__Selected text__.
[Start of section]

June 10, 2025
Support Small Businesses; Contact your Legislators Today!
Reminder to contact your legislators. RAM is still urging members to contact their elected officials to request that they make lowering mandated costs a priority this session. At a time when most retailers continue to experience flat or down sales while business costs continue to increase, it is imperative that policymakers at the state and federal level reform those areas of existing law that are contributing to the cost problems facing businesses in Massachusetts. At the federal level, regulation is needed to reign in the ever increasing interchange fees being charged to merchants by credit card companies, while the three areas of focus in Massachusetts state law include small business health insurance, energy pricing, and unemployment insurance. Federal Action: Click here to send a message to federal policymakers regarding interchange fees and the Credit Card Competition Act. State Action: Click here to send a message to state policymakers regarding state mandated operational costs.

Small Business Summit
Wednesday, June 18 at the State House
Help turn the tide against those trying to make it harder for you to run your small business!
As small business owners it is important that lawmakers hear from you as to how their policies impact your businesses. That is why we ask for you to attend the 2025 Small Business Summit on June 18th at the State House. While you are all very busy running your businesses, spending a few hours at the Small Business Summit truly helps bring awareness to the issues impacting your bottom lines like:
- Rising Health Insurance Expenses (The Commissioner of Insurance will be attending)
- Unemployment Insurance Tax Hikes (We are paying back over $5 billion in UI debt while UI taxes continue to increase)
- High Energy Bills (An energy expert will present on what is causing prices to rise)

[End of section]

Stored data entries
[Start of section]

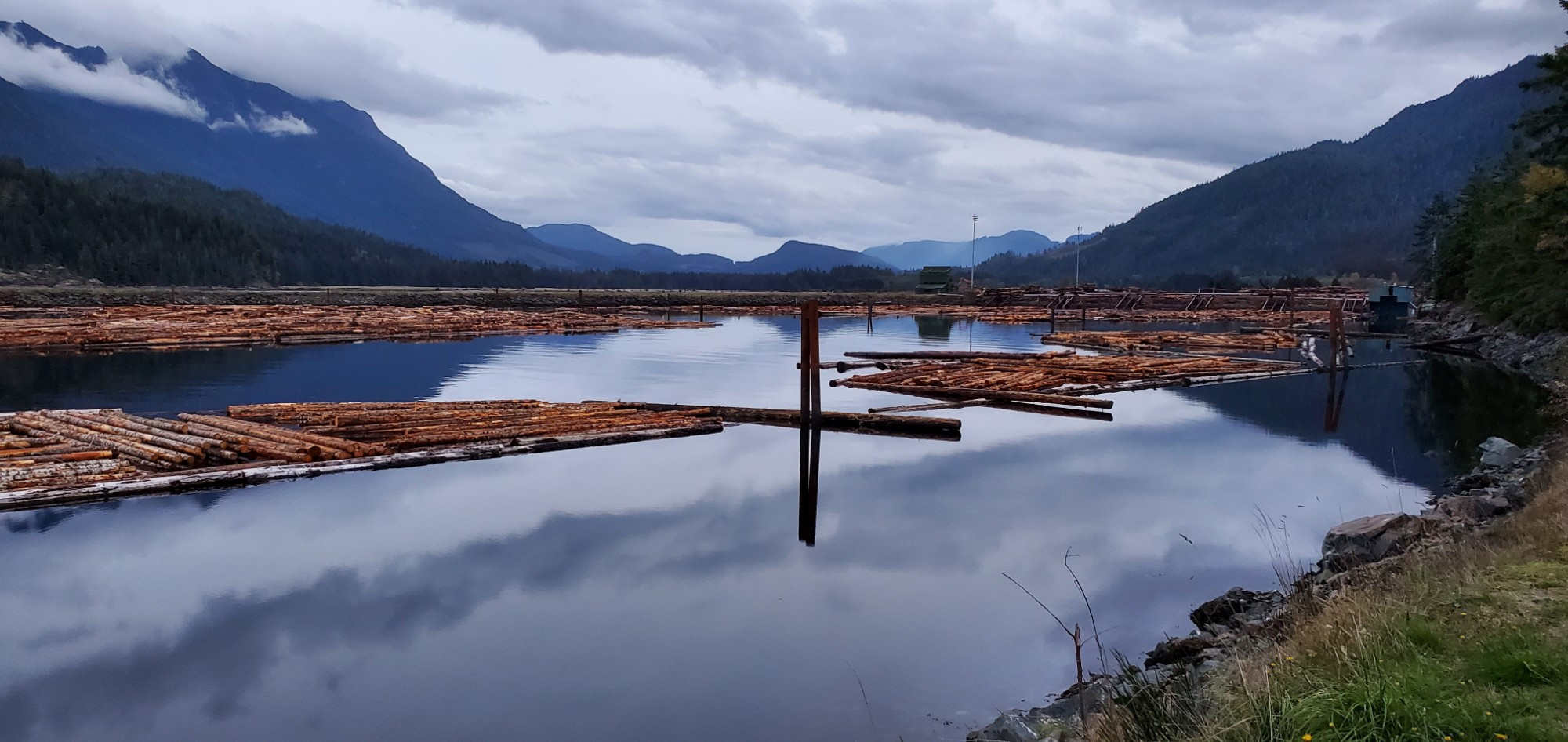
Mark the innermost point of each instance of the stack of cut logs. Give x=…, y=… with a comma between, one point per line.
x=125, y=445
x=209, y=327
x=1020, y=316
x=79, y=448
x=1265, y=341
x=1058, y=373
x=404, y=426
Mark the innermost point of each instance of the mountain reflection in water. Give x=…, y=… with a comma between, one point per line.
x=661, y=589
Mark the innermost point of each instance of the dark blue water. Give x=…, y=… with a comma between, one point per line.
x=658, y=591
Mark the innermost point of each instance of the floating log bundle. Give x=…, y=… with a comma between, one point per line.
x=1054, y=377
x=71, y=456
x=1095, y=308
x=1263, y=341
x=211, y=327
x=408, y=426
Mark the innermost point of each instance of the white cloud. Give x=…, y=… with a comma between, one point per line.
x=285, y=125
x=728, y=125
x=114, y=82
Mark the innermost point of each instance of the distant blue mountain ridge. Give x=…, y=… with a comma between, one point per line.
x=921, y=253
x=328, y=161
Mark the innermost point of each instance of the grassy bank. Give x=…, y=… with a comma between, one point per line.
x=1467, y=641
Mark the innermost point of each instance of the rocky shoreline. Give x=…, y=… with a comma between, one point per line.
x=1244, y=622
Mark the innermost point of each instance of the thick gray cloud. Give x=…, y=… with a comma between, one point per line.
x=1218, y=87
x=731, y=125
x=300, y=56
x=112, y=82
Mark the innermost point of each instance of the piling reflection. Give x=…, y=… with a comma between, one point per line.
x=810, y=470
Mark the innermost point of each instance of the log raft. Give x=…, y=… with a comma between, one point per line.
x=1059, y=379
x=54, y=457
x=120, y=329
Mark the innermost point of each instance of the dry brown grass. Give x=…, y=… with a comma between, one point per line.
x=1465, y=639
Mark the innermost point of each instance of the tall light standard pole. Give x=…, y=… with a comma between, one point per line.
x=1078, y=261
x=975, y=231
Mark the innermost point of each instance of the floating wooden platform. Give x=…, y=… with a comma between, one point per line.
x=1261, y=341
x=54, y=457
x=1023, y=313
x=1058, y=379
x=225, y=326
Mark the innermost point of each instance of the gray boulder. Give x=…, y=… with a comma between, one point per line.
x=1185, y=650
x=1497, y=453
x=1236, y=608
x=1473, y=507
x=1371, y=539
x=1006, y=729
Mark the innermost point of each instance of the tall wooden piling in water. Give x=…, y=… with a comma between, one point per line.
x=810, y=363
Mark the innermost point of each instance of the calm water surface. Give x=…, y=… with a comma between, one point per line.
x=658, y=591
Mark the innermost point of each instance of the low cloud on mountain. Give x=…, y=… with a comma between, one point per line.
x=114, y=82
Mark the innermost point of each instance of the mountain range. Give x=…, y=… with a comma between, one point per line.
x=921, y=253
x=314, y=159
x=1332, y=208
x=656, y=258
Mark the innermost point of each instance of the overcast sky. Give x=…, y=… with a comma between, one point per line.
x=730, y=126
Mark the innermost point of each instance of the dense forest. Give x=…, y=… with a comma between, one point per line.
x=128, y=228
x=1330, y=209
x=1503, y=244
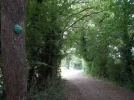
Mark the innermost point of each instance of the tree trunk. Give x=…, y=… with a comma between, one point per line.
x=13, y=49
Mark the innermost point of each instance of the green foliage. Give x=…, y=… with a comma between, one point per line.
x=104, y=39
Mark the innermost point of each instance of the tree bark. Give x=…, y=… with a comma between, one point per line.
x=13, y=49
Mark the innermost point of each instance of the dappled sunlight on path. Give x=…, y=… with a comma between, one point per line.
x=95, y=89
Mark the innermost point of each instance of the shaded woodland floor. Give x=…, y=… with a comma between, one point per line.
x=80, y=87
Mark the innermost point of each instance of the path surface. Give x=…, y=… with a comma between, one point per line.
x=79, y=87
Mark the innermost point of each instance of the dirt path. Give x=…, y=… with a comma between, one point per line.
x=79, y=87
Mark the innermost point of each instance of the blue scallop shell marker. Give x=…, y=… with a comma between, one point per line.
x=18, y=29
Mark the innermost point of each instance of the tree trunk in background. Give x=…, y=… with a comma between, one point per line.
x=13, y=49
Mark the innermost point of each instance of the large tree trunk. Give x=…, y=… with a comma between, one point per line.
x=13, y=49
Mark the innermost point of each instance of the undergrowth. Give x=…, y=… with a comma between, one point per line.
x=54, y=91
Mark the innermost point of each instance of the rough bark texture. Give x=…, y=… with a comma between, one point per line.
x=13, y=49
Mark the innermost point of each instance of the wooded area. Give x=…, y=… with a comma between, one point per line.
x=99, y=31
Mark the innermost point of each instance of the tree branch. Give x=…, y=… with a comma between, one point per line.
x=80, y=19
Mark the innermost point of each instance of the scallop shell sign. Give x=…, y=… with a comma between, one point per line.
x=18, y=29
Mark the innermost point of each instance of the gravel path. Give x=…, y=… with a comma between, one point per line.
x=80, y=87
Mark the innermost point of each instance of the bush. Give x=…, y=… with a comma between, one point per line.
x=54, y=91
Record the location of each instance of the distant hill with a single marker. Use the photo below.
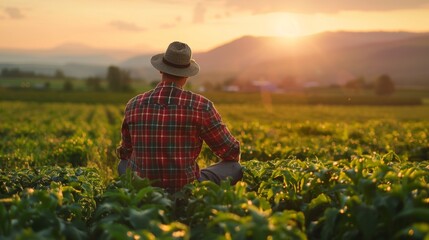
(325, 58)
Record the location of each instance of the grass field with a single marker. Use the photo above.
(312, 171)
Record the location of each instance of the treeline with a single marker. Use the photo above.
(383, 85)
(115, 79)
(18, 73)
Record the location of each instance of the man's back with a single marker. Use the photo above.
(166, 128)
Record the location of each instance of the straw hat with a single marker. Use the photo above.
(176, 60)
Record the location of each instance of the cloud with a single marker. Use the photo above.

[End of section]
[Start of section]

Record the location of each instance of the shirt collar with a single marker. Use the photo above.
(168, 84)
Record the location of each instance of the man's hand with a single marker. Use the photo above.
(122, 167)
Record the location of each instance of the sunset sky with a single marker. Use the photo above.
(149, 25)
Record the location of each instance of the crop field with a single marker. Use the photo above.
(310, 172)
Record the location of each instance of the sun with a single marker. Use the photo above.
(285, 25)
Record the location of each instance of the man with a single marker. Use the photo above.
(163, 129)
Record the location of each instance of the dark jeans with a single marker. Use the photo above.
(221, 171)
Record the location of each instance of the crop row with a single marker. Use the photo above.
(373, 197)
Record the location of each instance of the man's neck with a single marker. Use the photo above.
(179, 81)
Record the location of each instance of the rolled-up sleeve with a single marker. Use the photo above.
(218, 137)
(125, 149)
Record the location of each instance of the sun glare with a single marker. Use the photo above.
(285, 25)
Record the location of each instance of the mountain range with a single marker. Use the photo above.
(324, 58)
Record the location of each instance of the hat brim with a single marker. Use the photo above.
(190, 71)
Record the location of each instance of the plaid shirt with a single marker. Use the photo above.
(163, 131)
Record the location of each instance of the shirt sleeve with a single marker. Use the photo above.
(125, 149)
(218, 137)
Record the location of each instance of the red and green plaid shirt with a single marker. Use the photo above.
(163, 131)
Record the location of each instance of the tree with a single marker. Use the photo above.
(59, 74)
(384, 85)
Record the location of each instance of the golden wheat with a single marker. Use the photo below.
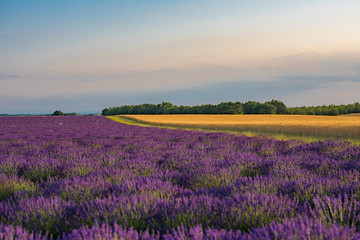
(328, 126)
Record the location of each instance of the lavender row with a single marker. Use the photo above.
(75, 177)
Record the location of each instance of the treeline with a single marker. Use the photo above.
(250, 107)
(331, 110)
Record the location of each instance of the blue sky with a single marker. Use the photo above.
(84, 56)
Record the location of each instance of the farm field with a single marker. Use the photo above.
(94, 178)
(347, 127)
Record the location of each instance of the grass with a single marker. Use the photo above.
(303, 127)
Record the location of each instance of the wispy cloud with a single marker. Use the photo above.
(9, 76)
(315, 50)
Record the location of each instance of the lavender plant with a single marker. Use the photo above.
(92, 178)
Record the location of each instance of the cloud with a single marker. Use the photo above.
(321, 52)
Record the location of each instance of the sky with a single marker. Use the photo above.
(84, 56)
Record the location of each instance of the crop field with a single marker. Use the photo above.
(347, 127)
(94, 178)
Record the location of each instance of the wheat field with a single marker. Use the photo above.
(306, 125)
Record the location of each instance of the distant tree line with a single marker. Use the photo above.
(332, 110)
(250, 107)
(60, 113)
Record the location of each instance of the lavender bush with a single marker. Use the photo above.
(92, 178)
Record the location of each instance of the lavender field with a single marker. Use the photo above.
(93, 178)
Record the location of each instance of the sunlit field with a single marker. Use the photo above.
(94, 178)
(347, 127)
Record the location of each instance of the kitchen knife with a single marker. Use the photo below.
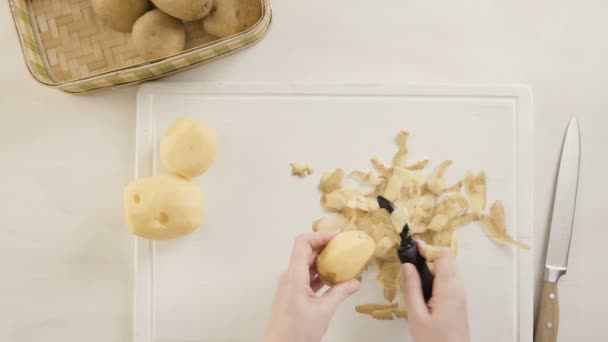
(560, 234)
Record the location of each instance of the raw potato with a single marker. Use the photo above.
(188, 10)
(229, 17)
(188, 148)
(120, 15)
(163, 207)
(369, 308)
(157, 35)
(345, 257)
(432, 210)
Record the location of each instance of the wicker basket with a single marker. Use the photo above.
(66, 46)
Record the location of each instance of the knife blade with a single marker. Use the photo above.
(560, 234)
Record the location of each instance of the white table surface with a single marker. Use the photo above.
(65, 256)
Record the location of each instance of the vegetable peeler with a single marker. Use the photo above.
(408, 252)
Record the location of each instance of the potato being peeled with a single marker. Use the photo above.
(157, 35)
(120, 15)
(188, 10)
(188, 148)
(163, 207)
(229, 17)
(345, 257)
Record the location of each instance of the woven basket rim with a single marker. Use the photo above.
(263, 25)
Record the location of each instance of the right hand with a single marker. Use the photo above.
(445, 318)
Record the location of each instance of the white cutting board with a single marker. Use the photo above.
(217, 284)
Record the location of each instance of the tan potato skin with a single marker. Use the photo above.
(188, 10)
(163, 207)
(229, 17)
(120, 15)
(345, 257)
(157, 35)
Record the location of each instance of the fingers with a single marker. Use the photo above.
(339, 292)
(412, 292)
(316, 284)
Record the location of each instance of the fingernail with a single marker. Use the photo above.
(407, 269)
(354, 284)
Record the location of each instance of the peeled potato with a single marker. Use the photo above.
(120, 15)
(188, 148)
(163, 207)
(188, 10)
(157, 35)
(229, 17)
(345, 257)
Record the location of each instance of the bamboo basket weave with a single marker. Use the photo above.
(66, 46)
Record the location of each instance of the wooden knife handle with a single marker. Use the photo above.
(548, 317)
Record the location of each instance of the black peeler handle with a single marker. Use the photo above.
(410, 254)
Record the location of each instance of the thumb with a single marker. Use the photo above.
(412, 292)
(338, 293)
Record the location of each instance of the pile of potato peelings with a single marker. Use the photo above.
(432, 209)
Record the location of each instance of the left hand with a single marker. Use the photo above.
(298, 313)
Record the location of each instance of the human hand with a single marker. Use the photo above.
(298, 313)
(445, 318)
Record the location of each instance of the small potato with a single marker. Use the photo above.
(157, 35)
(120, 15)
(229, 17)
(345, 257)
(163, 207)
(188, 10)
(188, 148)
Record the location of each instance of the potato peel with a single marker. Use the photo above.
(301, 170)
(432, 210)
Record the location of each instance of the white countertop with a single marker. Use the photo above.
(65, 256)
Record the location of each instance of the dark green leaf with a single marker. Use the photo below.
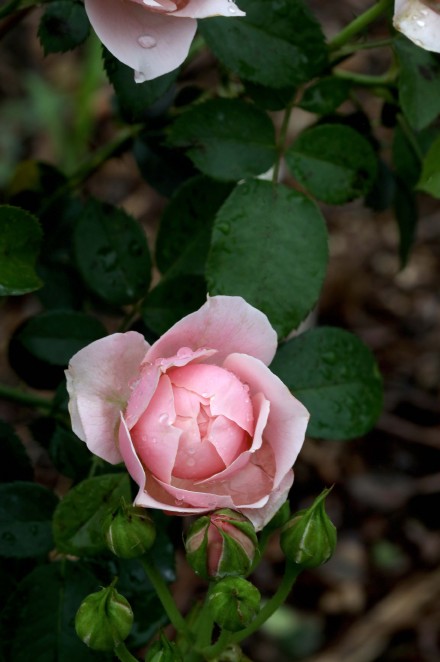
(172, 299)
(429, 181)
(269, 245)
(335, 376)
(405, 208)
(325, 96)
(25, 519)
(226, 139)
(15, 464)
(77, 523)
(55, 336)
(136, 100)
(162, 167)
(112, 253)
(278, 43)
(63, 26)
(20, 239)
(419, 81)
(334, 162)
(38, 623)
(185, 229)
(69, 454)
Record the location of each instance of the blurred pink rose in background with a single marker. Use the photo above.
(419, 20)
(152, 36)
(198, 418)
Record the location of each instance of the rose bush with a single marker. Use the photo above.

[End of section]
[Start of section]

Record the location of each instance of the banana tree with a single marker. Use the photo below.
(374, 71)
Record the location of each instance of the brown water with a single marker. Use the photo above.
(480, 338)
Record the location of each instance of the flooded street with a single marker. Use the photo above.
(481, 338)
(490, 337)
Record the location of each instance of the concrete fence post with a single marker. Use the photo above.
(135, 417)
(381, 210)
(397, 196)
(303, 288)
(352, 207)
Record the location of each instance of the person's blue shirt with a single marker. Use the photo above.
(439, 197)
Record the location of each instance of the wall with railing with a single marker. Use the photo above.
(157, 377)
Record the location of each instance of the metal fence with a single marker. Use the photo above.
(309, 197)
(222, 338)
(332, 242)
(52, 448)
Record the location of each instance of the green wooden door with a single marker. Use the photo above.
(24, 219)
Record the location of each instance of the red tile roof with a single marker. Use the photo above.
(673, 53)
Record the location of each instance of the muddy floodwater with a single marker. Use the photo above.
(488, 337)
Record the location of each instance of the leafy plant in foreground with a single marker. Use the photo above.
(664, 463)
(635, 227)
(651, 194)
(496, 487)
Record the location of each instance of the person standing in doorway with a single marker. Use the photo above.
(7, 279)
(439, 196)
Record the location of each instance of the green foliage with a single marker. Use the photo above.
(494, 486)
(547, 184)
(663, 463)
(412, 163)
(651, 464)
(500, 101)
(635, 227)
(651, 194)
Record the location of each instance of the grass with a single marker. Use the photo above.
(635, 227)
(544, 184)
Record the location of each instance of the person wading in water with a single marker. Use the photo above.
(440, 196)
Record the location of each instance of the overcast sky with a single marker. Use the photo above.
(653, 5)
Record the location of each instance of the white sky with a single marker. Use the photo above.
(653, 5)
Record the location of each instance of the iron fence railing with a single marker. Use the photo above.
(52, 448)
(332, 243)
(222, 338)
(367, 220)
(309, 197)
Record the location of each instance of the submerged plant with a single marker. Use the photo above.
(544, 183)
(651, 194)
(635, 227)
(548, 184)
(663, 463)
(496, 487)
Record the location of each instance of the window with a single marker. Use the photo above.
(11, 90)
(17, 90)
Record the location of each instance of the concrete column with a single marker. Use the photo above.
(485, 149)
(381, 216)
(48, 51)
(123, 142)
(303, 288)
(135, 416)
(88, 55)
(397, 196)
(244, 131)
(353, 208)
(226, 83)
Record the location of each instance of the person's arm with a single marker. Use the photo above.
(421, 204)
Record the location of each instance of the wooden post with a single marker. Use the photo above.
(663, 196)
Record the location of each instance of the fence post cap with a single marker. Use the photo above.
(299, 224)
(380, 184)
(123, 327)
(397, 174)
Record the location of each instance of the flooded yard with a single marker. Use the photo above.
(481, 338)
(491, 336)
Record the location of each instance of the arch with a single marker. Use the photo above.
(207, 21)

[End of section]

__Action item 1__.
Using the RAM update, answer the following:
(a) Which three areas of Massachusetts state law does RAM focus on?
(b) On what date and at what location is the 2025 Small Business Summit held?
(c) Which official will attend the summit for the health insurance issue?
__Action item 2__. Reproduce the RAM update word for word, starting at "- Unemployment Insurance" and ending at "prices to rise)".
__Action item 3__. Proceed with the RAM update from the point where it stops.

__Written answer 1__.
(a) Small business health insurance, energy pricing, and unemployment insurance.
(b) Wednesday, June 18, at the State House.
(c) The Commissioner of Insurance.

__Written answer 2__.
- Unemployment Insurance Tax Hikes (We are paying back over $5 billion in UI debt while UI taxes continue to increase)
- High Energy Bills (An energy expert will present on what is causing prices to rise)

__Written answer 3__.
- Labor Costs (swipe fees, a $20 minimum wage, time-off policies will all be discussed)
After presentations on legislation being considered that make it harder to run your businesses, you can meet with elected officials to tell them how those policies impact employers and job creators. We ask that you take a few hours on June 18th to join with fellow business owners from across Massachusetts and help fight for small businesses!
Follow this link to register.
Please feel free to forward this invitation to your small business owner contacts. Make the trip into Boston together and amplify your message!
MA House Passes Bill to Revamp CCC, Raise Cap on Retail Cannabis Licenses,
Increase Purchase Limits, Regulate Hemp Products
The MA House of Representatives last week advanced a reform bill making a number of changes to the laws relative to cannabis in the Commonwealth, including an overhaul of the industry regulatory agency, the Cannabis Control Commission (CCC). The bill passed unanimously, 153-0. H.4206, An Act modernizing the commonwealth’s cannabis laws, reduces the size of the CCC board from five to three commissioners, all of whom will be appointed by the governor. The consolidation of appointing authority under the Executive Branch is a significant change from the current structure, where appointments are made by the governor, the attorney general, and the treasurer, with the treasurer appointing the chair of the board.
The bill increases the purchase and possession limit from one to two ounces of marijuana and directs the CCC to establish an equivalent possession limit across all product types. RAM had recently advocated in support of an increase in purchase limits before the Joint Committee on Cannabis Policy.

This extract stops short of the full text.